Point annotation records
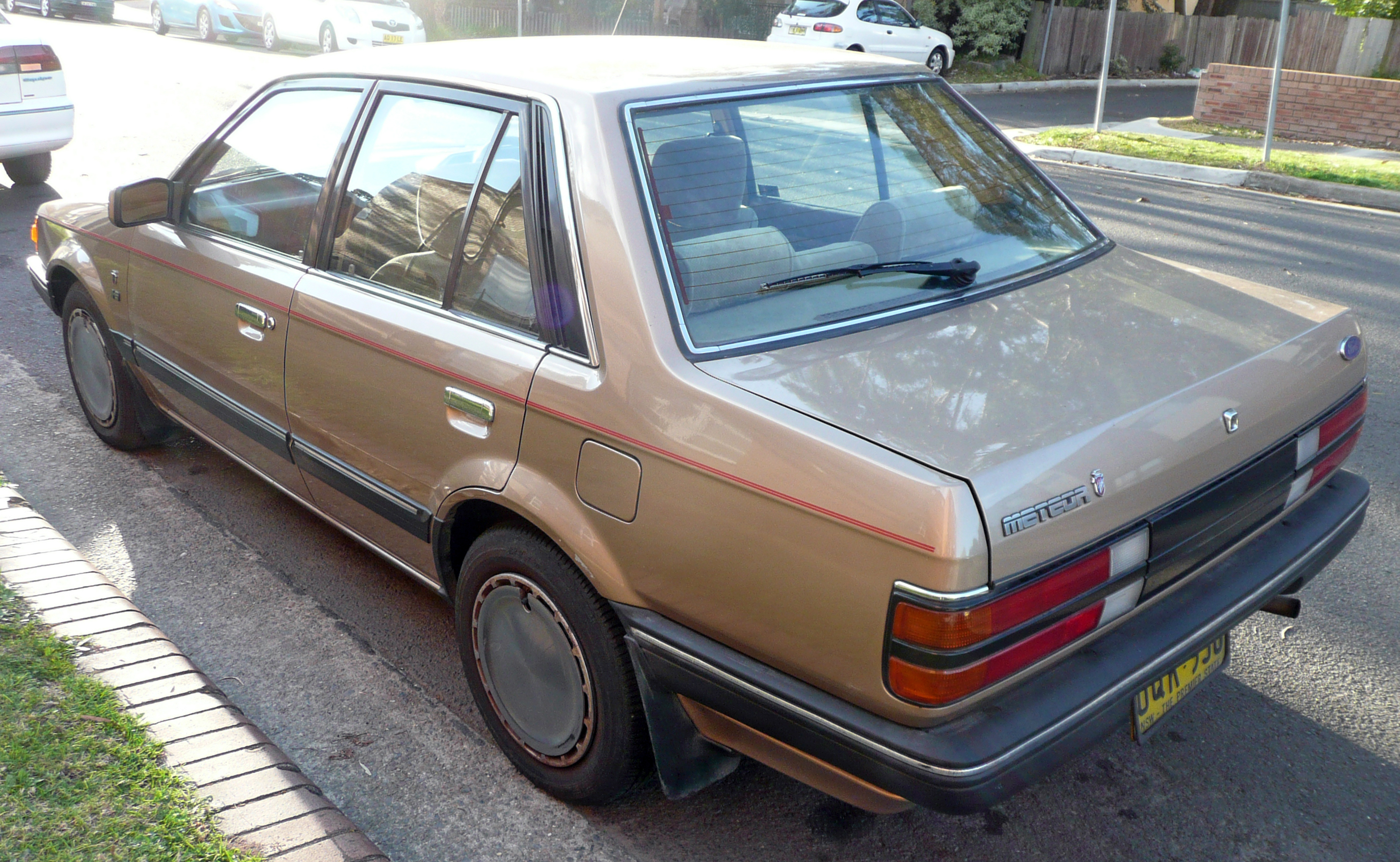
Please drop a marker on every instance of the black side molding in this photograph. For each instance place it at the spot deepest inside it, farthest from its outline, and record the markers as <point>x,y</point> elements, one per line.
<point>997,746</point>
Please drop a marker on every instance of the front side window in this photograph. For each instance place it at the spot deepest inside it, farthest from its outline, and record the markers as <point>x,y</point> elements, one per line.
<point>264,180</point>
<point>769,206</point>
<point>401,217</point>
<point>815,9</point>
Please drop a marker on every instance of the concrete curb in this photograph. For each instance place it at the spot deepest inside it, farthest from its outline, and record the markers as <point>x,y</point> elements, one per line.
<point>260,795</point>
<point>1259,181</point>
<point>1070,84</point>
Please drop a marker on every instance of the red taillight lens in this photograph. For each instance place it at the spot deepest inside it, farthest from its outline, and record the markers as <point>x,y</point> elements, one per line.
<point>37,58</point>
<point>1325,468</point>
<point>1343,419</point>
<point>958,629</point>
<point>930,686</point>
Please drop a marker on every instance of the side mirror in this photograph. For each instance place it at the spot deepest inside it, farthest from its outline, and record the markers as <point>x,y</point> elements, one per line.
<point>140,202</point>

◆ What is expected
Return the whole listing, word for word, and leave out every picture.

◆ Expected output
Please drop a marker on every instance of the black side molding in this photograph. For each instance place it at the spot deepest inside it, farthest from its outline, and record the markers as <point>x,y</point> elements, one per line.
<point>997,746</point>
Please drop a marker on every instance of the front side window in this photograph. For each instance place it at the spot deepest inside it, farthest from its outline, and record the markers as <point>x,y</point> elements, one per line.
<point>264,180</point>
<point>769,206</point>
<point>401,217</point>
<point>815,9</point>
Please drop a marker on every instance of the concrete curb in this photograph. For each instance place it at the spot deepest inside it, farthest from its outline, and record the markers as <point>x,y</point> elements, one per line.
<point>260,795</point>
<point>1259,181</point>
<point>1070,84</point>
Please drop a marker on every instance of the red taillight lens in this photograph. For each instance place it at the spot deepest inside it, farthest from its outline, and record the markers as <point>x,y</point> elements, one per line.
<point>37,58</point>
<point>1325,468</point>
<point>1343,419</point>
<point>958,629</point>
<point>930,686</point>
Please drop a marker on every instance of the side mirror in this photograph. For each instance place it at the spot deepest inside it, farthest from its outline, and record the markers as <point>x,y</point> elements, one per line.
<point>140,202</point>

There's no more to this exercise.